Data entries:

————

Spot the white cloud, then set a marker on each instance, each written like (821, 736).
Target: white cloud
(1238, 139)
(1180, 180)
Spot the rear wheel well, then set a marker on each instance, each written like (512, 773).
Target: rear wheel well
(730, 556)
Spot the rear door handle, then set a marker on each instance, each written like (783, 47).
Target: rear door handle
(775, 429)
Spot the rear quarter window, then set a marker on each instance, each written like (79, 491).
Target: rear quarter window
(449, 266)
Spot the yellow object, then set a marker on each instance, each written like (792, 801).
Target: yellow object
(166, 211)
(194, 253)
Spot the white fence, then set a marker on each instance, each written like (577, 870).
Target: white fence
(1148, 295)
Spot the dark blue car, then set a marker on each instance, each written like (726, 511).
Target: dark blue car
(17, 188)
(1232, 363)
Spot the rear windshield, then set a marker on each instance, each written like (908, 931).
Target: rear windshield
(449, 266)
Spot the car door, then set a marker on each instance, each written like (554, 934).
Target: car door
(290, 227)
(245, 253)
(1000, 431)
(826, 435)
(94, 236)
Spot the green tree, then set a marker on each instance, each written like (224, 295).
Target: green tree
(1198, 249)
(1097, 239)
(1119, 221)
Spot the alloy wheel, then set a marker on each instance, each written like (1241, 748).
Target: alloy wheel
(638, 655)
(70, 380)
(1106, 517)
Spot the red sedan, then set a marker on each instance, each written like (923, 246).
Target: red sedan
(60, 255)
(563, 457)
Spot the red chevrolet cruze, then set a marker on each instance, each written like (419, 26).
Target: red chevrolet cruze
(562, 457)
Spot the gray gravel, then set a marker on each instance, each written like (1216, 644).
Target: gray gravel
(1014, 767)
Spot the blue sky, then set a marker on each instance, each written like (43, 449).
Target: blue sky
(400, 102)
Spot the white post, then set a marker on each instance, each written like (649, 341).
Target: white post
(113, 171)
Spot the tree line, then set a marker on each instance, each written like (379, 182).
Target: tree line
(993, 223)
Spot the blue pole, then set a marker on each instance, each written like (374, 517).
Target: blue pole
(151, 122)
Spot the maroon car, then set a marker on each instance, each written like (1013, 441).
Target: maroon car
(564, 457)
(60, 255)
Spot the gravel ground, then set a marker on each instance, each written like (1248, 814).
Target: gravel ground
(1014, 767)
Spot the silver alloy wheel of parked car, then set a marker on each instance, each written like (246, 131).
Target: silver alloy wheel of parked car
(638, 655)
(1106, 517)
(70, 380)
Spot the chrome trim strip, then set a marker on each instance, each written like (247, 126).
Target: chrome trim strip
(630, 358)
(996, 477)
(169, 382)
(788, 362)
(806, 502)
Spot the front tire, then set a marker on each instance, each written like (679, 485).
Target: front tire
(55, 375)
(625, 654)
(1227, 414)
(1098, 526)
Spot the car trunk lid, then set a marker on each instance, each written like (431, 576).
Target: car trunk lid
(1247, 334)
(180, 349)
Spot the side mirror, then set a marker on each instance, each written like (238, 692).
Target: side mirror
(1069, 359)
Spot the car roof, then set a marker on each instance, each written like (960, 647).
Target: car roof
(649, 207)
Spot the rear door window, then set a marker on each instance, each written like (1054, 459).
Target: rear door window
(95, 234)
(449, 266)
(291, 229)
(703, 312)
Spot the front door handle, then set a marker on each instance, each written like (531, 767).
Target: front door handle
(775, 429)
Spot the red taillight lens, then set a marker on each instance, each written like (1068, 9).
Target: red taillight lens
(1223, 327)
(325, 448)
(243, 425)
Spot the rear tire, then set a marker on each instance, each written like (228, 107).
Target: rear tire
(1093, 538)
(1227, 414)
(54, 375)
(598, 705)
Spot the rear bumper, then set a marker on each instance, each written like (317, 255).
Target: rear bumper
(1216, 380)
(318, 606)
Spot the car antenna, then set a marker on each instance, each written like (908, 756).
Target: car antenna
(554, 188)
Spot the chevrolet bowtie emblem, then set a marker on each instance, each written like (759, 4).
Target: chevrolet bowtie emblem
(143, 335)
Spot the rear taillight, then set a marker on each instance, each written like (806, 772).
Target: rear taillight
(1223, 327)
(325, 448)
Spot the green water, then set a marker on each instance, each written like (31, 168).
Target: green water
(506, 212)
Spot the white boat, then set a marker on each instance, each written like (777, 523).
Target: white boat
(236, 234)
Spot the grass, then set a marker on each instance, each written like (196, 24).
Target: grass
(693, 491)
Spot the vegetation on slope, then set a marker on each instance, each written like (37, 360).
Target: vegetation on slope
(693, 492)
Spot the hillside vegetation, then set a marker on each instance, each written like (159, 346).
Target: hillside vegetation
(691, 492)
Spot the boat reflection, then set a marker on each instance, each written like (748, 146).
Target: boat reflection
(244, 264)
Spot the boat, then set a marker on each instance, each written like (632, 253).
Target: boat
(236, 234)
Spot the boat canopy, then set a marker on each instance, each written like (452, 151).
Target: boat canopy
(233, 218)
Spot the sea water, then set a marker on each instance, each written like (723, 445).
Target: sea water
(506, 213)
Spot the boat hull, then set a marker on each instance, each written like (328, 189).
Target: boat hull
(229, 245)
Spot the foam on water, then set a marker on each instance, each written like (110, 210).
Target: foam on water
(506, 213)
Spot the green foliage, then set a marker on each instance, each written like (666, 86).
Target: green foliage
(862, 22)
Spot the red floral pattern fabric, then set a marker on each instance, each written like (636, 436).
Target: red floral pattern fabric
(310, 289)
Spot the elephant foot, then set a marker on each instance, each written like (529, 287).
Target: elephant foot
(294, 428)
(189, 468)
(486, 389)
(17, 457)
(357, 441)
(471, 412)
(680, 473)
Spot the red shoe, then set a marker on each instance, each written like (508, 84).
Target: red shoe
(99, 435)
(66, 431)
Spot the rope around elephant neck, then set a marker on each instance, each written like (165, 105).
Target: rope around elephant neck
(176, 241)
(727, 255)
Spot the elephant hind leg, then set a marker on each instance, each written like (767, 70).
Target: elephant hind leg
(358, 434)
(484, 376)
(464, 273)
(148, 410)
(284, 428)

————

### Instruction:
Put every line of the entries above into a Markdown table with two columns, Row and Line. Number each row and leave out blank lines.

### Solution below:
| Row | Line |
|---|---|
| 1 | Spot the white cloud, then set a marker on each instance, each written like (821, 736). |
| 2 | Target: white cloud |
| 3 | (1238, 139) |
| 4 | (1180, 180) |
| 5 | Spot the rear wheel well, then set a marker on each instance, each written like (512, 773). |
| 6 | Target: rear wheel well |
| 7 | (730, 556) |
| 8 | Spot the rear door handle, then set a marker on each instance, each written like (783, 47). |
| 9 | Target: rear door handle |
| 10 | (775, 429) |
| 11 | Spot the rear quarter window, then set a marker on each instance, each written like (79, 491). |
| 12 | Target: rear quarter window |
| 13 | (449, 266) |
| 14 | Spot the yellow object, then set a marker on each instance, each written like (792, 801). |
| 15 | Target: yellow object |
| 16 | (166, 211) |
| 17 | (194, 253) |
| 18 | Spot the white fence, then set a marker on each instance, each written like (577, 870). |
| 19 | Target: white fence |
| 20 | (1148, 295) |
| 21 | Spot the dark blue car, then set a marker on each instance, each written like (726, 511). |
| 22 | Target: dark blue car |
| 23 | (17, 188) |
| 24 | (1232, 363) |
| 25 | Spot the rear windshield, then set a marker on each instance, each written like (908, 931). |
| 26 | Target: rear windshield |
| 27 | (449, 266) |
| 28 | Spot the car door, then set a marker on each instance, each written like (554, 934). |
| 29 | Target: car door |
| 30 | (290, 227) |
| 31 | (245, 253) |
| 32 | (1000, 431) |
| 33 | (826, 435) |
| 34 | (94, 236) |
| 35 | Spot the green tree, then set a marker on each instance, each written like (224, 295). |
| 36 | Target: green tree |
| 37 | (1198, 249) |
| 38 | (1097, 239) |
| 39 | (1119, 221) |
| 40 | Spot the alloy wheel, then set a marker on each instance, each written like (1241, 748). |
| 41 | Target: alloy wheel |
| 42 | (638, 655) |
| 43 | (70, 380) |
| 44 | (1106, 517) |
| 45 | Spot the red sedan, then set a marker on each instance, each written like (923, 246). |
| 46 | Target: red sedan |
| 47 | (60, 255) |
| 48 | (563, 457) |
| 49 | Spot the red chevrolet cruze, then set a marker on each instance, each written like (419, 26). |
| 50 | Target: red chevrolet cruze |
| 51 | (562, 457) |
| 52 | Spot the gray gravel, then set a marker on each instance, each written like (1216, 644). |
| 53 | Target: gray gravel |
| 54 | (1014, 767) |
| 55 | Spot the blue sky, then set a marker on each instance, each written like (43, 449). |
| 56 | Target: blue sky |
| 57 | (400, 102) |
| 58 | Spot the white post, then set a marker on each instance, each written like (649, 341). |
| 59 | Target: white post |
| 60 | (113, 171) |
| 61 | Spot the tree line, then set a marker on each instance, each written like (379, 182). |
| 62 | Target: tree line |
| 63 | (993, 223) |
| 64 | Spot the blue pole, then set a marker on each instance, each written like (374, 517). |
| 65 | Target: blue pole |
| 66 | (151, 122) |
| 67 | Spot the maroon car, then set a marker on each instance, each written like (1013, 441). |
| 68 | Target: maroon car |
| 69 | (564, 457) |
| 70 | (60, 255) |
| 71 | Spot the gravel ground, then set a marker on each instance, each written like (1248, 814). |
| 72 | Target: gravel ground |
| 73 | (1014, 767) |
| 74 | Spot the silver alloy wheel of parked car, then set a marker on each instance, each written like (246, 131). |
| 75 | Target: silver alloy wheel of parked car |
| 76 | (638, 655) |
| 77 | (1106, 517) |
| 78 | (70, 380) |
| 79 | Spot the chrome trim strip, then set a marker on each instance, each written like (247, 126). |
| 80 | Target: chrome trim strip |
| 81 | (630, 358) |
| 82 | (996, 477) |
| 83 | (169, 382) |
| 84 | (788, 362) |
| 85 | (806, 502) |
| 86 | Spot the front tire, then set a marker on each instance, each written like (679, 485). |
| 87 | Target: front tire |
| 88 | (55, 375) |
| 89 | (625, 654) |
| 90 | (1227, 414) |
| 91 | (1098, 526) |
| 92 | Spot the car trunk lid, then set a marker on each instance, each written like (431, 576). |
| 93 | Target: car trunk lid |
| 94 | (1247, 334) |
| 95 | (180, 349) |
| 96 | Spot the side mirror, then set a marker on each instance, each written like (238, 692). |
| 97 | Target: side mirror |
| 98 | (1069, 359) |
| 99 | Spot the car roof, then set a marker on each instance, each written like (960, 647). |
| 100 | Target: car roof |
| 101 | (649, 207) |
| 102 | Spot the rear door window, then set a marker on each instance, each written like (1054, 459). |
| 103 | Target: rear door window |
| 104 | (95, 234) |
| 105 | (449, 266) |
| 106 | (291, 229) |
| 107 | (703, 312) |
| 108 | Spot the front door handle, then set a marker on each instance, each written like (531, 767). |
| 109 | Target: front door handle |
| 110 | (775, 429) |
| 111 | Spot the red taillight lens, then set a marker on each instance, each written like (1068, 9). |
| 112 | Target: red taillight lens |
| 113 | (1223, 327) |
| 114 | (325, 448) |
| 115 | (243, 425) |
| 116 | Spot the rear tire, then set a marker on each instance, each written like (228, 107). |
| 117 | Target: rear tire |
| 118 | (1093, 538) |
| 119 | (1227, 414) |
| 120 | (54, 375) |
| 121 | (598, 705) |
| 122 | Spot the rear bumper, then set a marker on each instance, each written like (317, 255). |
| 123 | Target: rear bumper |
| 124 | (1216, 380) |
| 125 | (318, 606) |
| 126 | Spot the car antenna, then set a marker on each instance, each written like (908, 756). |
| 127 | Target: car antenna |
| 128 | (554, 188) |
| 129 | Spot the chevrolet bowtie emblem, then set a marker on each instance, each written like (759, 4). |
| 130 | Target: chevrolet bowtie emblem |
| 131 | (143, 335) |
| 132 | Spot the rear taillight, then set a marker on each instance, each written like (806, 772). |
| 133 | Target: rear taillight |
| 134 | (1223, 327) |
| 135 | (325, 448) |
| 136 | Spot the green water, then set a marker on each instance, each written like (31, 168). |
| 137 | Target: green water |
| 138 | (506, 212) |
| 139 | Spot the white boat, then set a marker on each instance, each written like (777, 523). |
| 140 | Target: white boat |
| 141 | (236, 234) |
| 142 | Spot the grass, then set a marker on each instance, each written like (196, 24). |
| 143 | Target: grass |
| 144 | (693, 491) |
| 145 | Spot the vegetation on slope, then set a marker on each instance, each written like (37, 360). |
| 146 | Target: vegetation on slope |
| 147 | (693, 492) |
| 148 | Spot the hillside vegetation, then set a marker on each instance, each written like (159, 346). |
| 149 | Target: hillside vegetation |
| 150 | (691, 492) |
| 151 | Spot the boat reflection, then set a marker on each instance, each written like (748, 146). |
| 152 | Target: boat reflection |
| 153 | (244, 264) |
| 154 | Spot the boat, then set a marker on each instance, each written like (632, 253). |
| 155 | Target: boat |
| 156 | (236, 234) |
| 157 | Spot the boat canopy, then set a marker on each instance, each written like (452, 151). |
| 158 | Target: boat canopy |
| 159 | (233, 218) |
| 160 | Spot the sea water, then set a marker on each instance, each written like (723, 445). |
| 161 | Target: sea water |
| 162 | (506, 213) |
| 163 | Spot the boat hull, then set a marker on each instance, each written like (328, 189). |
| 164 | Target: boat hull |
| 165 | (229, 245) |
| 166 | Spot the foam on water, then set a marker on each instance, each written like (110, 210). |
| 167 | Target: foam on water |
| 168 | (506, 213) |
| 169 | Spot the green foliage, then set a marker on each instance, each written like (666, 86). |
| 170 | Target: green foliage |
| 171 | (862, 22) |
| 172 | Spot the red floral pattern fabric, then set a marker on each instance, each written like (636, 436). |
| 173 | Target: red floral pattern fabric |
| 174 | (310, 289) |
| 175 | Spot the elephant foot, then set a marker on each instance, each written like (529, 287). |
| 176 | Target: elephant foot |
| 177 | (294, 428) |
| 178 | (189, 468) |
| 179 | (486, 389) |
| 180 | (17, 457) |
| 181 | (357, 441) |
| 182 | (471, 412) |
| 183 | (680, 473) |
| 184 | Spot the red shoe, then set a marker on each instance, each written like (508, 84). |
| 185 | Target: red shoe |
| 186 | (99, 435) |
| 187 | (66, 431) |
| 188 | Spot the rope around elephant neck, then set a marker on each instance, each written like (165, 105). |
| 189 | Target: rope around elephant neck |
| 190 | (176, 241) |
| 191 | (727, 255) |
| 192 | Spot the elephant hind leg, then set a marker on each instance, each written like (767, 70). |
| 193 | Target: elephant hind leg |
| 194 | (358, 434) |
| 195 | (484, 376) |
| 196 | (464, 273) |
| 197 | (148, 410) |
| 198 | (284, 428) |